• [Your objective]
Copy out the records below, substituting "experienced visual inspector" for each occurrence of "expert image analyst" and keeping everything else unchanged.

================================

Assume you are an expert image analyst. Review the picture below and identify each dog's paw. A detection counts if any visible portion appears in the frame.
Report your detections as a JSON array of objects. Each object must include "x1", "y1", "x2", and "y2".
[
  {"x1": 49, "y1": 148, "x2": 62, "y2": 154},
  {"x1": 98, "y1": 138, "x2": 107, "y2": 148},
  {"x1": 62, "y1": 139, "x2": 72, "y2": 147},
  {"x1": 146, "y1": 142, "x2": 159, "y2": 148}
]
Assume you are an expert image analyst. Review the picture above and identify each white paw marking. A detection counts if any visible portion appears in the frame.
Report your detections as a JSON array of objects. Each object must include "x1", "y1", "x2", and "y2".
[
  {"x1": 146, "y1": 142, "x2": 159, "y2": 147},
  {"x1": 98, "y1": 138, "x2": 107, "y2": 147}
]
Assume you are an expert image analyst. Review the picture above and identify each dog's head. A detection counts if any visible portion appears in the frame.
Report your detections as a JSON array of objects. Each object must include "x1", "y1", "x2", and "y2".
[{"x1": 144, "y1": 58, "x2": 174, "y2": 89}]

================================

• [Response]
Assume you are an experienced visual inspector. Review the picture below and identify each dog's paw. A detection counts if any visible portion appears in the frame.
Report your detections as a JSON array of objects. Each object must include "x1", "y1", "x2", and "y2".
[
  {"x1": 49, "y1": 148, "x2": 62, "y2": 154},
  {"x1": 98, "y1": 138, "x2": 107, "y2": 148},
  {"x1": 62, "y1": 139, "x2": 72, "y2": 147},
  {"x1": 146, "y1": 142, "x2": 159, "y2": 148}
]
Assume you are an experienced visual inspector. Review the picture above and identify each white paw marking. A detection counts if any visible portion appears in the frame.
Report your detections as a JSON array of objects. Each object must include "x1", "y1", "x2", and "y2".
[
  {"x1": 146, "y1": 142, "x2": 159, "y2": 147},
  {"x1": 98, "y1": 138, "x2": 107, "y2": 147}
]
Assume you are an experienced visual inspector. Review the picture above and identify each dog's head. A detection counts if any visible portion appears in the frame.
Report your detections as a JSON array of objects. Each object must include "x1", "y1", "x2", and "y2".
[{"x1": 144, "y1": 58, "x2": 174, "y2": 89}]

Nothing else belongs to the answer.